Dataset items about where objects are located:
START

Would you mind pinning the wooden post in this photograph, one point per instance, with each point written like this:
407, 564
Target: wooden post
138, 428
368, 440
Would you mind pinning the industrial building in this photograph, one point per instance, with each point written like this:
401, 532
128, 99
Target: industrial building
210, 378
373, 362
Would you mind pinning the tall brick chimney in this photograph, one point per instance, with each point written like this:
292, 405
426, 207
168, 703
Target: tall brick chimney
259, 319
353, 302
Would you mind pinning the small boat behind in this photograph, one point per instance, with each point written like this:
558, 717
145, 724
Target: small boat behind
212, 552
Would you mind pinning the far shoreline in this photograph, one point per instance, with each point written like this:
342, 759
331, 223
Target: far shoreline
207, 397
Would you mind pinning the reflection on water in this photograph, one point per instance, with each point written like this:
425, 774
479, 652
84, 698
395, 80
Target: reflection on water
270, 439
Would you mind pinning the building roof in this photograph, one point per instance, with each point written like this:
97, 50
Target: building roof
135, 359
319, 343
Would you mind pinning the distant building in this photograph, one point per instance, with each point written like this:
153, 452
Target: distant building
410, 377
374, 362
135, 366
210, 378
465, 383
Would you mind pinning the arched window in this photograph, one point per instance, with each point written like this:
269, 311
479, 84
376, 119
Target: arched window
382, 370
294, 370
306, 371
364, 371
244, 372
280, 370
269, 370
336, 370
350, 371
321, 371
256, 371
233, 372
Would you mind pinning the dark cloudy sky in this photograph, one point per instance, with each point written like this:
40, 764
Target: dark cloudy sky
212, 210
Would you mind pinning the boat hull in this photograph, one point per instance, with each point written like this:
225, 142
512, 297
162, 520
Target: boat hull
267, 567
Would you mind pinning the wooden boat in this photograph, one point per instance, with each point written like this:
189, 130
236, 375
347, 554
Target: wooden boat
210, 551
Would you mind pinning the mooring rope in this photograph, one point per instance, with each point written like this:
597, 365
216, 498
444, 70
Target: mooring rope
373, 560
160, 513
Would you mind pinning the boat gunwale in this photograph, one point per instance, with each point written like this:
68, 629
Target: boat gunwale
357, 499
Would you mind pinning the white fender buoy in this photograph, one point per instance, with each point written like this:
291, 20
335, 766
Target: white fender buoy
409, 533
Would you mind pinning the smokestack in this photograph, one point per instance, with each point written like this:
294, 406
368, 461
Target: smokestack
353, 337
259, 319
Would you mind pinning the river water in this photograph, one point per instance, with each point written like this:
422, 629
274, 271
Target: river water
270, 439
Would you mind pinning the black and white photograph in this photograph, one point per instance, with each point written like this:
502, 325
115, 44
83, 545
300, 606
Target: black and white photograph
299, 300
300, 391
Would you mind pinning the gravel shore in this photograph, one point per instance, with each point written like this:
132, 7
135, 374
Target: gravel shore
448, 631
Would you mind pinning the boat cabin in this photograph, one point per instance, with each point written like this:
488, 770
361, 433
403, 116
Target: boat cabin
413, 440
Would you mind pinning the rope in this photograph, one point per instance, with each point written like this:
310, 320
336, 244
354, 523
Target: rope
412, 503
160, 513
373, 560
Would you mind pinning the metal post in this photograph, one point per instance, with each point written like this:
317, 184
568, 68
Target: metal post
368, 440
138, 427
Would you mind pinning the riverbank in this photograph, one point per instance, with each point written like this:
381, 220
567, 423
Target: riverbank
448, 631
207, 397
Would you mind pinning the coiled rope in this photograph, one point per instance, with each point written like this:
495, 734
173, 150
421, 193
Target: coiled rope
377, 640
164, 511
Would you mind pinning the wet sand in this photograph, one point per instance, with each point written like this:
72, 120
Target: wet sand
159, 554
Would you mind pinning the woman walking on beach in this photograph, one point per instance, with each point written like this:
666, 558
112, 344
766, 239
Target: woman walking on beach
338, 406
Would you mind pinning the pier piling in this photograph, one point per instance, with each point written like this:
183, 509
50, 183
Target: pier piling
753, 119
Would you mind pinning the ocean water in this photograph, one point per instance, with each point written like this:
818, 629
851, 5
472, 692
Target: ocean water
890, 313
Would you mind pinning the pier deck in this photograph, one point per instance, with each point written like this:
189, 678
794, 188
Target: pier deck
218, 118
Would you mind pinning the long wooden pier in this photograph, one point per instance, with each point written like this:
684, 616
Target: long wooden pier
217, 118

END

Rewrite the lines above, from the line with "Would you mind pinning the wet" through the end of the items, as a numbered list, leaving out any blank lines.

The result:
1. Would you mind pinning the wet sand in this photograph, one point per instance, with each point written like this:
2. 72, 120
3. Target: wet sand
4. 159, 554
5. Would you mind pinning the woman walking on beach in this photograph, one point per instance, with each point written like this:
6. 666, 558
7. 112, 344
8. 766, 239
9. Target: woman walking on beach
10. 338, 406
11. Would you mind pinning the pier piling in this photograph, one point per instance, with each point written like this:
12. 183, 509
13. 50, 183
14. Target: pier piling
15. 753, 119
16. Would you mind pinning the ocean water in this photograph, one point per instance, with each point written like this:
17. 818, 629
18. 851, 5
19. 472, 692
20. Target: ocean water
21. 890, 313
22. Would you mind pinning the pier deck in this photograph, one point per instance, with each point written like this:
23. 189, 678
24. 794, 188
25. Target: pier deck
26. 218, 118
27. Would you mind pinning the long wooden pier in this photograph, one point per instance, with each point written like this:
28. 684, 616
29. Target: long wooden pier
30. 217, 118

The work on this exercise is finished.